§ **Data**
○ ○ ○ ○
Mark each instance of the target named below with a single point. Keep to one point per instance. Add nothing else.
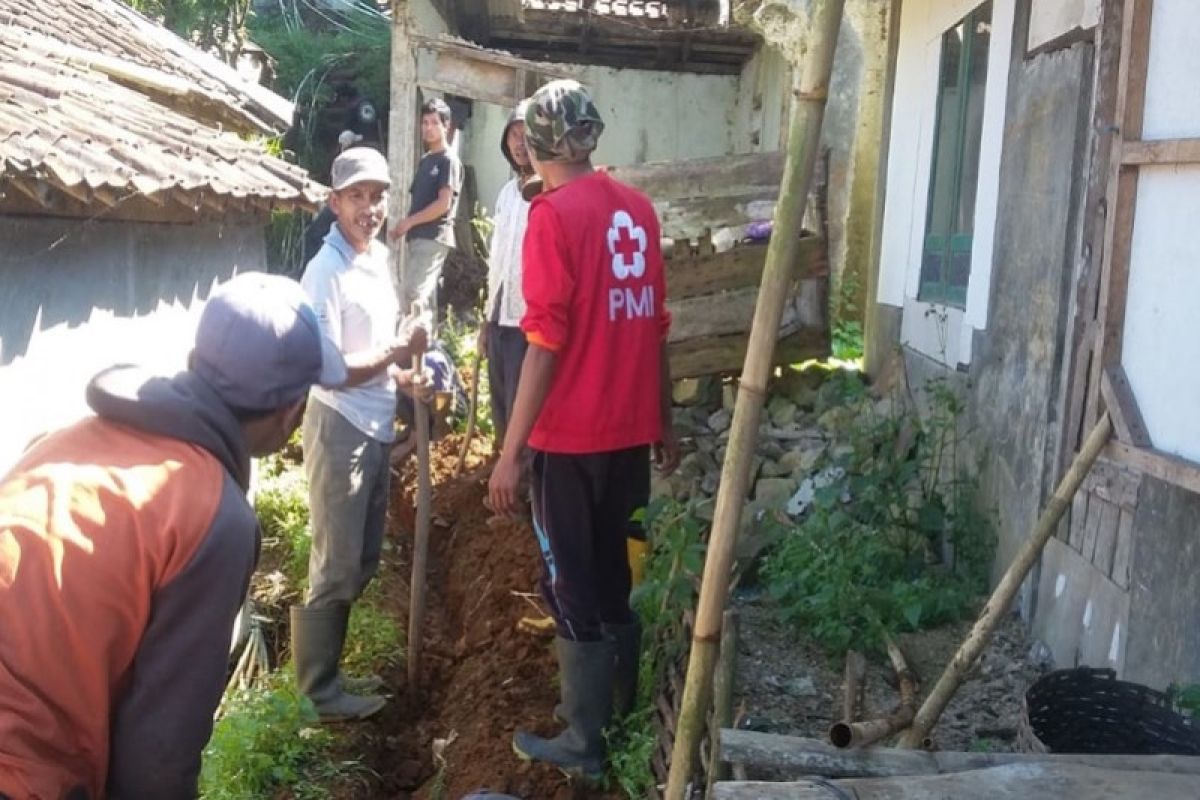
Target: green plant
○ ○ ○ ○
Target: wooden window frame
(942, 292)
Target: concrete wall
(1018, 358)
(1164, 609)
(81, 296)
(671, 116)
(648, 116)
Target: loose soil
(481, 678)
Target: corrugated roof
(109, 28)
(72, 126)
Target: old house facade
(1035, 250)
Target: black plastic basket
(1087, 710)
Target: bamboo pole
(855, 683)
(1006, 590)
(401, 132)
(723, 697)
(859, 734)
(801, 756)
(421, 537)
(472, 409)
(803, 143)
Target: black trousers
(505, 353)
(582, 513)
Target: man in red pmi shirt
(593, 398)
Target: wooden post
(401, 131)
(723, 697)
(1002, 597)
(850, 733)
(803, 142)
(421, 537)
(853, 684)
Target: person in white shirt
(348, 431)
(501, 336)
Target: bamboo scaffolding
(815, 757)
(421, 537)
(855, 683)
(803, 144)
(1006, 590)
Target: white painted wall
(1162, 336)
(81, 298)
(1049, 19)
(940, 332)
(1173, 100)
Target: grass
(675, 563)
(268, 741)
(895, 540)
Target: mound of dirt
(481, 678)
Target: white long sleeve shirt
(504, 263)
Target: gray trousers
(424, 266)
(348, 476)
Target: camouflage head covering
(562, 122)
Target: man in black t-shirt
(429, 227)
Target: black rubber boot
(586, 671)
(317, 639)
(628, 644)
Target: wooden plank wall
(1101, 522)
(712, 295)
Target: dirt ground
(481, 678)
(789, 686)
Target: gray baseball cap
○ ○ ○ ○
§ **Problem description**
Copy the stretch of items from the line containing "Target: corrugated roof" through the line containing "Target: gray baseball cap", including both of those lines, word for word.

§ **Solution to this task**
Target: corrugated roof
(109, 28)
(72, 126)
Target: old house facade
(1035, 250)
Target: black plastic basket
(1087, 710)
Target: bamboo pole
(855, 683)
(1006, 590)
(401, 132)
(723, 697)
(859, 734)
(801, 756)
(421, 537)
(472, 409)
(803, 143)
Target: black trousers
(505, 353)
(582, 513)
Target: man in red pmi shirt
(593, 398)
Target: wooden post
(401, 131)
(723, 697)
(1002, 597)
(850, 733)
(803, 142)
(421, 537)
(853, 684)
Target: person in white shirt
(348, 431)
(501, 336)
Target: bamboo scaffolding
(815, 757)
(421, 537)
(855, 683)
(803, 144)
(1006, 590)
Target: white painted wall
(1162, 336)
(81, 298)
(1049, 19)
(940, 332)
(1173, 100)
Target: grass
(675, 563)
(268, 741)
(895, 540)
Target: mound of dirt
(481, 678)
Target: white long sleeve shirt
(504, 263)
Target: gray trousers
(424, 266)
(348, 476)
Target: camouflage head covering
(562, 122)
Target: man in black t-shirt
(429, 227)
Target: black rubber boot
(586, 671)
(317, 639)
(628, 644)
Target: wooden plank wall
(1101, 522)
(712, 295)
Target: dirt ground
(481, 678)
(789, 686)
Target: gray baseball cap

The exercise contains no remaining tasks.